Paving the way for better diagnosis and treatment of chronic kidney disease

Meet professor Rikke Nørregaard

“I hope we will be able to identify new lead candidates for chronic kidney disease targets which can pave the way for development of new drugs and personalized medicine which will ultimately decrease the number of patients requiring dialysis and renal transplantation.”

Chronic Kidney Disease (CKD) affects about 10 percent of the population worldwide and millions die each year because they do not have access to good and affordable treatment.

The harsh reality of these facts is the motivation for professor Rikke Nørregaard who works to advance our understanding of the pathophysiology of CKD and develop new therapeutic strategies to protect against renal injury.

She has established a unique translational toolkit consisting of cell, animal and human tissue-based disease models and is currently using these models to identify new therapeutic targets for CKD.

From bench to bedside

In collaboration with colleagues from Aarhus University Hospital and industry partners from Novo Nordisk, Astra Zeneca and Nordic Bioscience she is using human kidney segments as a novel pre-clinical model for target identification and validation.

This model is used to profile molecular and cellular changes involved in the development and progression of human CKD.

Rikke Nørregaard’s work spans from bench to bedside and she is also involved in clinical studies to develop better diagnostic and treatment methods for CKD patients.

She recognizes the importance of bridging the gap between basic science and practical applications in clinical medicine.

A major obstacle in CKD drug development is that less than 10 percent of drugs entering phase 1 clinical trials show clinical benefit.

“A main reason for this is the lack of suitable tools to predict the relevance of basic research findings for human pathophysiology. So, there is really a need for more translational research into human models to predict the relevance of basic research findings for human pathophysiology.

By leveraging innovative translational models and forging partnerships with key industry players Rikke Nørregaard hopes her research will have a significant impact in the development of diagnostic and treatment methods for CKD in the future.

- [Material supplied]:
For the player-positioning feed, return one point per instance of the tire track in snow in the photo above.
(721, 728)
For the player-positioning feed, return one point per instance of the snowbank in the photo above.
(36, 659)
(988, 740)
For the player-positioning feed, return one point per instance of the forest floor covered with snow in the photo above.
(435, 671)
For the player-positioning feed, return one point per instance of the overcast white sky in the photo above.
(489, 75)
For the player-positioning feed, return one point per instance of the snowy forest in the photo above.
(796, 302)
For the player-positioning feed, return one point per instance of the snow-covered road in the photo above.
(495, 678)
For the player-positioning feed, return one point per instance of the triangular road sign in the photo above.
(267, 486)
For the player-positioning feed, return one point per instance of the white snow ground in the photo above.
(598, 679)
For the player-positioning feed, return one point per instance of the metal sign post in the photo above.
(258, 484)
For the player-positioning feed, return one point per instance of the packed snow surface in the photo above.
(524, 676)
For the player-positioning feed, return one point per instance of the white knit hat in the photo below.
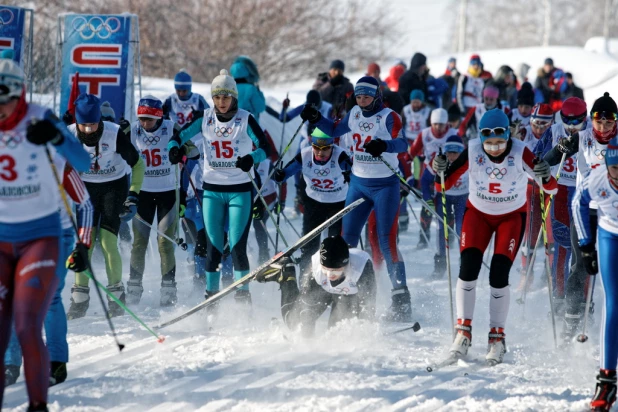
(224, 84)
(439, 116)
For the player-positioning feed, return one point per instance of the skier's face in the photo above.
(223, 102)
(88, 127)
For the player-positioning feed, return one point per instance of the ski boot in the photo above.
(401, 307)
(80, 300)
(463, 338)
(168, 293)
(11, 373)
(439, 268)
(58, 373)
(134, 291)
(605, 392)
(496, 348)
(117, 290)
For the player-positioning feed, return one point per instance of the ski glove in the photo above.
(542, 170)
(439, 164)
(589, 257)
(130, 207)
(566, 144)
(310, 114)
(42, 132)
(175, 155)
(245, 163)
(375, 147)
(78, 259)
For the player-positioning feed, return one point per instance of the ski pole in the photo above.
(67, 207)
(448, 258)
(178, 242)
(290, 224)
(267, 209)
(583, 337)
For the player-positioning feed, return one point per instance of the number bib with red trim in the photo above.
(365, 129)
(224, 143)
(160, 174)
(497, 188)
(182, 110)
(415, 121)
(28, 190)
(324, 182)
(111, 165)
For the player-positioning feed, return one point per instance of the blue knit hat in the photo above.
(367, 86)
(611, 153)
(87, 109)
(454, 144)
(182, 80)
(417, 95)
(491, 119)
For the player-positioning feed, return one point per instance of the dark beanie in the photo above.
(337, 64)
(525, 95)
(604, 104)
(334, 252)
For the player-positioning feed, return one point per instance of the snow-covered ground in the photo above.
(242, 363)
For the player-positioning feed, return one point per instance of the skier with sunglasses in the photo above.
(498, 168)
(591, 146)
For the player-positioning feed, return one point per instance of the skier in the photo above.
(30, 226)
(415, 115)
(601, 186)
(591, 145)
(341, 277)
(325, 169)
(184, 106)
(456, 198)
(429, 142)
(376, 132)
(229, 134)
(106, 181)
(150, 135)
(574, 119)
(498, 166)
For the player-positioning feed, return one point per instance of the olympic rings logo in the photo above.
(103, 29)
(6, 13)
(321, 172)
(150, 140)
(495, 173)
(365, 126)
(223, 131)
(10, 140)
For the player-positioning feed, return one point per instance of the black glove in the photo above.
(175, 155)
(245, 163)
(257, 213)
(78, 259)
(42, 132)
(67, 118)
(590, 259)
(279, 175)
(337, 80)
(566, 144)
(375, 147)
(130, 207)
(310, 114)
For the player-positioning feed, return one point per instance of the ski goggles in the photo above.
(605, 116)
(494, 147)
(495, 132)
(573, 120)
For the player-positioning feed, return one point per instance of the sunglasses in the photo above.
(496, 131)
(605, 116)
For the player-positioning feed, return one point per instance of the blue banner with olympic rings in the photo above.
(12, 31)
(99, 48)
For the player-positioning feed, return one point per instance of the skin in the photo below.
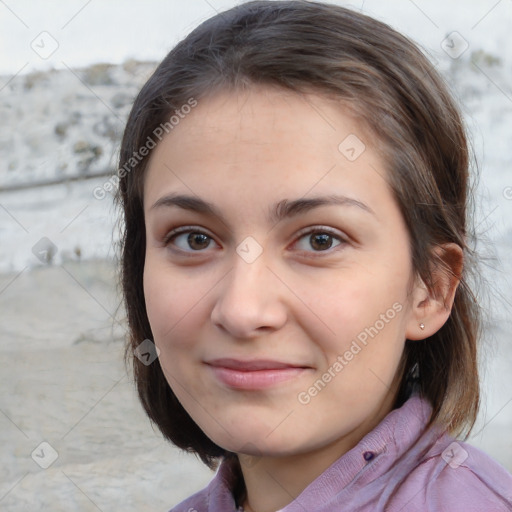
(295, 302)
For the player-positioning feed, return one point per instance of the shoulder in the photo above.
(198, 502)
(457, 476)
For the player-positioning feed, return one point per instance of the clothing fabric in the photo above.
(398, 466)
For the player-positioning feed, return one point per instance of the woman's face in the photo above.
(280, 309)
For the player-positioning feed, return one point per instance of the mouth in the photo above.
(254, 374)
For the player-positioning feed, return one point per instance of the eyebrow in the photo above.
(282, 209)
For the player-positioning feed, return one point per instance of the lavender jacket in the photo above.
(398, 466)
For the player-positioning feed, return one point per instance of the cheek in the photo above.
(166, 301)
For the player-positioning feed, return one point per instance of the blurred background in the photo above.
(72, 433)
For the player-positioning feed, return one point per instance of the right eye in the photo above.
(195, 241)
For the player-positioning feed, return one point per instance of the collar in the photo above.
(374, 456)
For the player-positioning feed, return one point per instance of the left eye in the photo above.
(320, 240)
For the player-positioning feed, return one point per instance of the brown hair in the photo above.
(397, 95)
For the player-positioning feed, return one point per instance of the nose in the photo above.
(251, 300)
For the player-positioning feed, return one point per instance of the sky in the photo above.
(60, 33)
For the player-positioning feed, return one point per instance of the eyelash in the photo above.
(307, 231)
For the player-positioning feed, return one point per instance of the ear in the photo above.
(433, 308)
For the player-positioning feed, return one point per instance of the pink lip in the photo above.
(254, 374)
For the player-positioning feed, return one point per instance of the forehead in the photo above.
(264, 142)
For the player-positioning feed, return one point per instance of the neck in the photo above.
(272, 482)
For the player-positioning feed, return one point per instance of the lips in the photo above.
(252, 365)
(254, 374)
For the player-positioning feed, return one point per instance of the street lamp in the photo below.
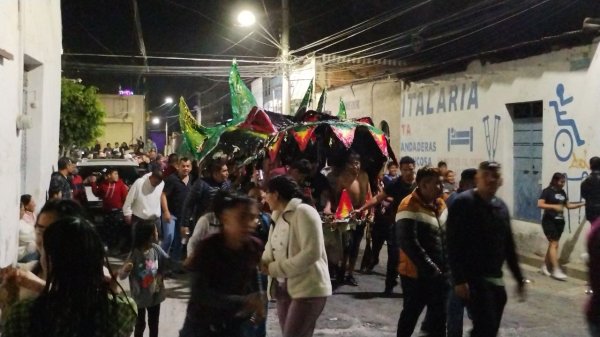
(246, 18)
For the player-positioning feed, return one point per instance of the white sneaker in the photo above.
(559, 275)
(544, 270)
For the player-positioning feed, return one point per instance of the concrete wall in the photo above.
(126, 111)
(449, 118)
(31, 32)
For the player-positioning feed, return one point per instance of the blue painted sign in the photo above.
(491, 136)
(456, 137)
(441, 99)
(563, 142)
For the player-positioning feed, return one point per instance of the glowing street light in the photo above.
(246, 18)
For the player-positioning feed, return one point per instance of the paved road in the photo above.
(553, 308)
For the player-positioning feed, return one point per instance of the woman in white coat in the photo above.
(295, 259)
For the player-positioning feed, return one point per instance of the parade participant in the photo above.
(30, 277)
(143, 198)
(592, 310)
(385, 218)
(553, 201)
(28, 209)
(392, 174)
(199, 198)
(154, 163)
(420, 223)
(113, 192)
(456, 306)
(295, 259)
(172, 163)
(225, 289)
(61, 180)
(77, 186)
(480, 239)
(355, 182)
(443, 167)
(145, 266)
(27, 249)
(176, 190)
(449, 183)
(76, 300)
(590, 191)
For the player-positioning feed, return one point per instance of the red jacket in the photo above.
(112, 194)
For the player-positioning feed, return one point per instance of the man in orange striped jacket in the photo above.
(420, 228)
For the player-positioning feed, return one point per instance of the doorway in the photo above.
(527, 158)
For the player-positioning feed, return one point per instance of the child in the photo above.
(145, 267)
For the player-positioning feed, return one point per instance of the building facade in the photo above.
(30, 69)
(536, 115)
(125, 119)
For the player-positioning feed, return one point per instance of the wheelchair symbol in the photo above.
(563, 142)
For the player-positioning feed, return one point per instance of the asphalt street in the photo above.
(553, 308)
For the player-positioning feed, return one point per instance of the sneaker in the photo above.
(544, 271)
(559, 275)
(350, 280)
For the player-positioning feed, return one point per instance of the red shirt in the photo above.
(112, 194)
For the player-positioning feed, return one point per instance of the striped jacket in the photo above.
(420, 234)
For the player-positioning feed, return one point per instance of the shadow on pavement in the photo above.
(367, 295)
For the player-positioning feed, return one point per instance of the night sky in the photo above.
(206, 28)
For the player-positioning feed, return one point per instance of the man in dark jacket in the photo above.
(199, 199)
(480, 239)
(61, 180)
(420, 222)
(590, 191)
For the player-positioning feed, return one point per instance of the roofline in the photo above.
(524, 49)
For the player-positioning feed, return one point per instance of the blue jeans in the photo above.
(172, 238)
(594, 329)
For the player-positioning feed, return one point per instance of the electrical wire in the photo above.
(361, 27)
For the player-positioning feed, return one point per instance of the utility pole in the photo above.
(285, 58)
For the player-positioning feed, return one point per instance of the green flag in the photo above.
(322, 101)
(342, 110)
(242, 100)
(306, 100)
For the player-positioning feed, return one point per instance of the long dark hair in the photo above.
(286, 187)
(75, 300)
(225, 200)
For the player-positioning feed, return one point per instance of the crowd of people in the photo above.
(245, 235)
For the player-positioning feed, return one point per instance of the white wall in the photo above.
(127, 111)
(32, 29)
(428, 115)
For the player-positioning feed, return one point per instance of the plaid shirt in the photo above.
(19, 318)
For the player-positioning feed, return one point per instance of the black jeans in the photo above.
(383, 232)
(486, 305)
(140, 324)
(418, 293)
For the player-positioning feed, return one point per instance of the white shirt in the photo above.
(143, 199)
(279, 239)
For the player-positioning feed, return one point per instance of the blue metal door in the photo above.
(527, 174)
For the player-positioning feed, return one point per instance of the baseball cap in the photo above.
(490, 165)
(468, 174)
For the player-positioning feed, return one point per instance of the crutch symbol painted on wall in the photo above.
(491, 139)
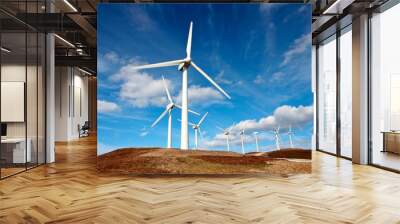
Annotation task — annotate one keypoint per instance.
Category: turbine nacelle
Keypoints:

...

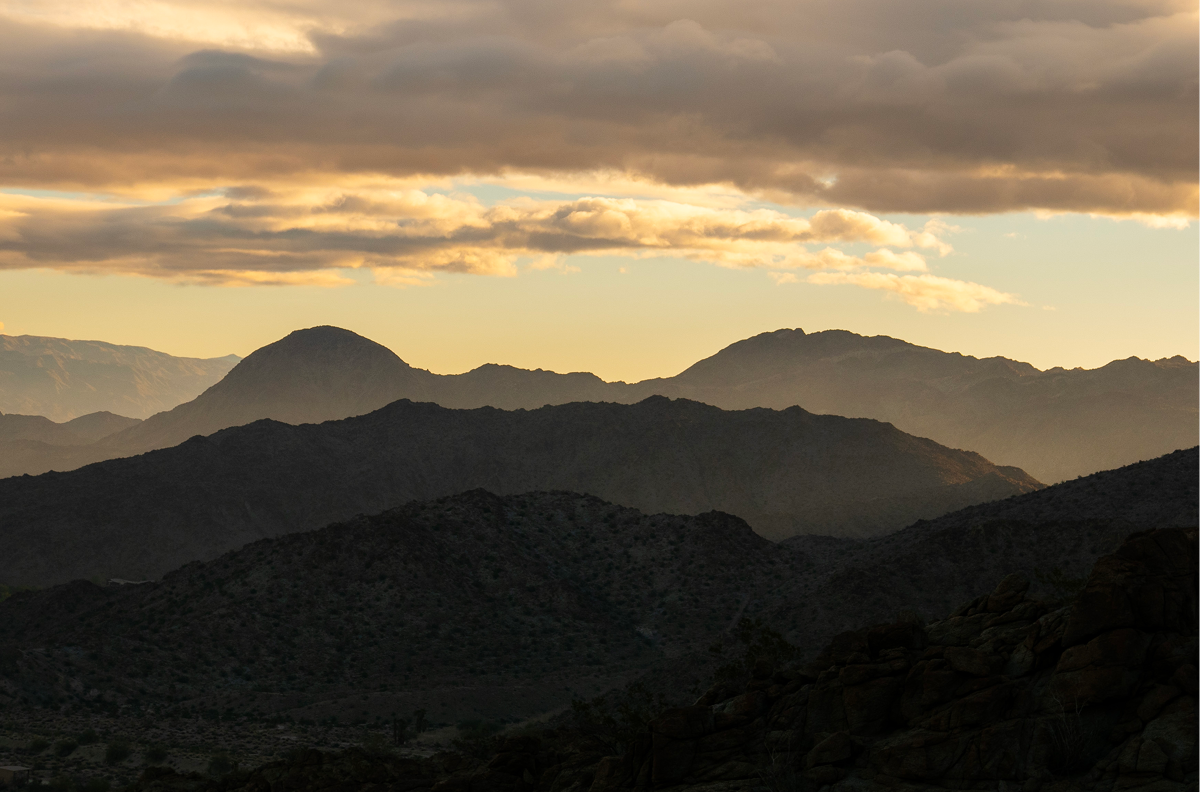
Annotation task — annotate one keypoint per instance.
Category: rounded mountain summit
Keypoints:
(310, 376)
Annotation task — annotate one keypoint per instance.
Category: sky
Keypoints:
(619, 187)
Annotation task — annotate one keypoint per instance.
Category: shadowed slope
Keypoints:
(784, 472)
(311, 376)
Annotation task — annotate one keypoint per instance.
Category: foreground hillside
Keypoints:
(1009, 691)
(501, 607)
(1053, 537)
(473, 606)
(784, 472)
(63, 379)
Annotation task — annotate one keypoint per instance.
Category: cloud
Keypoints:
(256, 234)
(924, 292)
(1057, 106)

--

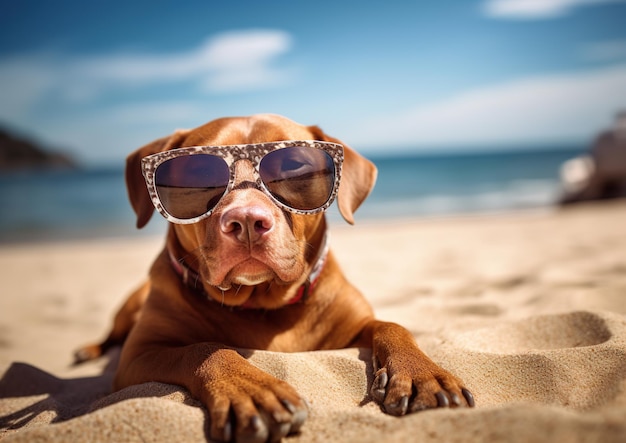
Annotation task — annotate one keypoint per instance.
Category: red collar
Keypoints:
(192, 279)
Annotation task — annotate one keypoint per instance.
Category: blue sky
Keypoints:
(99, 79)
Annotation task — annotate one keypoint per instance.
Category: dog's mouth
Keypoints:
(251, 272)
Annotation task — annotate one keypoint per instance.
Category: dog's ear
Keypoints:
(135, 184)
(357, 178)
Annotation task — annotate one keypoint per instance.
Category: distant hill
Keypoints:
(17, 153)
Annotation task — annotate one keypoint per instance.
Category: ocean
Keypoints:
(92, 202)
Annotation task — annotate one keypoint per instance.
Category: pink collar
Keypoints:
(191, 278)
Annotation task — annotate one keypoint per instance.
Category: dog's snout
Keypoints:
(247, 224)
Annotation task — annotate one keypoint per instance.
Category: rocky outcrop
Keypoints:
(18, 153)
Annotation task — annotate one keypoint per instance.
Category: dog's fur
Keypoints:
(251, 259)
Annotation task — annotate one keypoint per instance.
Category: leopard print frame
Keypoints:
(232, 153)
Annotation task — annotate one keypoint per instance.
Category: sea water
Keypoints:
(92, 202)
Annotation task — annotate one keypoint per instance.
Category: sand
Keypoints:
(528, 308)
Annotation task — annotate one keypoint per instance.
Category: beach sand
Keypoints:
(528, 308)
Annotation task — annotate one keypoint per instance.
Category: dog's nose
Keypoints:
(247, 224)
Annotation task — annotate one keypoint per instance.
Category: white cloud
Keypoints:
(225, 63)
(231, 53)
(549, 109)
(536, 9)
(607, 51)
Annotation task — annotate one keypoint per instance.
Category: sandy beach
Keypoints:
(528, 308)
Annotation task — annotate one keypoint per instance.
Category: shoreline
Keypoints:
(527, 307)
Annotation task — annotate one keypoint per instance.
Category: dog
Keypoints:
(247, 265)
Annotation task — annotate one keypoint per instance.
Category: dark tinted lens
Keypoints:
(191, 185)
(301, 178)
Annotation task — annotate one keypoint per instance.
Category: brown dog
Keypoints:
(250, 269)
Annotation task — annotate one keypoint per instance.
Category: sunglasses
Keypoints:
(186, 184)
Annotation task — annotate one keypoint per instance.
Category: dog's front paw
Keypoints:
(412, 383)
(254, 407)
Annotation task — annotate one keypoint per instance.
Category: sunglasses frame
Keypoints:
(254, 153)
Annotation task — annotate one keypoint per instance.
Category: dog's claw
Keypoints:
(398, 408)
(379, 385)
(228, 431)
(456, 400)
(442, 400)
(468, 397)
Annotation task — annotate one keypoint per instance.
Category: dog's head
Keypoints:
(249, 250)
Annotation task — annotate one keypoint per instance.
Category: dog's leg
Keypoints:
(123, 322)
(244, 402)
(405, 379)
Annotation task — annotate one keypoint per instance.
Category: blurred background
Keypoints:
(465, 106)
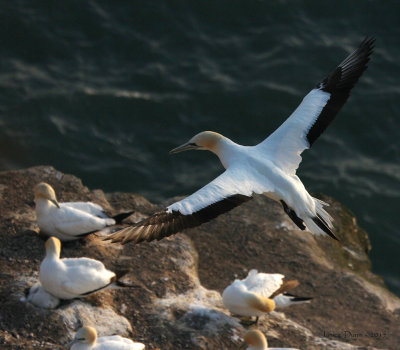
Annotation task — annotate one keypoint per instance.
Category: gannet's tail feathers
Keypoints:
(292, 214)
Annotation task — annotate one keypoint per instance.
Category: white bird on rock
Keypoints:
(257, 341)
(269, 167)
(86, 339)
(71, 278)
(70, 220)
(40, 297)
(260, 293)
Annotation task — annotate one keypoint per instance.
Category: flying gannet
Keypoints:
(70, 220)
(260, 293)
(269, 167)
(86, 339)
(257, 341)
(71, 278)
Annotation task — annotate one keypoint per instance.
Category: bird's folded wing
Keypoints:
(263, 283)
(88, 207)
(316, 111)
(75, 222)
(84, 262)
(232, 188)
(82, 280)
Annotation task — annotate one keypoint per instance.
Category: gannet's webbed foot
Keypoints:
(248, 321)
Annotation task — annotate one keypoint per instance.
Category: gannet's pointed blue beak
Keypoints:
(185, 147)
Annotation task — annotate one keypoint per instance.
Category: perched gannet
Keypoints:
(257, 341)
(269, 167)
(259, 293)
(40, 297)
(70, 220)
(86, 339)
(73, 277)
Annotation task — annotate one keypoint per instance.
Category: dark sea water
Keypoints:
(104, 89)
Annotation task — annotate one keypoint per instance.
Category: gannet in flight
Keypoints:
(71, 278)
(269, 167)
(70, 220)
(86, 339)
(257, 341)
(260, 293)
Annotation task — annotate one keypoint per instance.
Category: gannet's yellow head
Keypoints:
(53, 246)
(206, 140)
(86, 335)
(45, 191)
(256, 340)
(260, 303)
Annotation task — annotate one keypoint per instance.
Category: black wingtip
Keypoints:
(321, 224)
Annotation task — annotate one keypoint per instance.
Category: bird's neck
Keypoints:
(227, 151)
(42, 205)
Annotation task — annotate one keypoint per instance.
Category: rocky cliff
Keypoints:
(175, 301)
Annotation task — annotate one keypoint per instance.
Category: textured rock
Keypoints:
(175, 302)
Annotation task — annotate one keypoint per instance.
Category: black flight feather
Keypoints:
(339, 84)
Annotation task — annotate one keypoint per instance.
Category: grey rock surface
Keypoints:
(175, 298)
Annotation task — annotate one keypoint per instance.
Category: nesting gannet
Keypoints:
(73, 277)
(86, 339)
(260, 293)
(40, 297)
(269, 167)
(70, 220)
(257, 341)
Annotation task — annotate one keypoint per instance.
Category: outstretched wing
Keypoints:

- [Activities]:
(a) Name every industry partner that the article on chronic kidney disease research mentions.
(b) From the article on chronic kidney disease research, extract the passage from "Meet professor Rikke" to "targets for CKD.".

- [Responses in order]:
(a) Novo Nordisk, Astra Zeneca, Nordic Bioscience

(b)
Meet professor Rikke Nørregaard

“I hope we will be able to identify new lead candidates for chronic kidney disease targets which can pave the way for development of new drugs and personalized medicine which will ultimately decrease the number of patients requiring dialysis and renal transplantation.”

Chronic Kidney Disease (CKD) affects about 10 percent of the population worldwide and millions die each year because they do not have access to good and affordable treatment.

The harsh reality of these facts is the motivation for professor Rikke Nørregaard who works to advance our understanding of the pathophysiology of CKD and develop new therapeutic strategies to protect against renal injury.

She has established a unique translational toolkit consisting of cell, animal and human tissue-based disease models and is currently using these models to identify new therapeutic targets for CKD.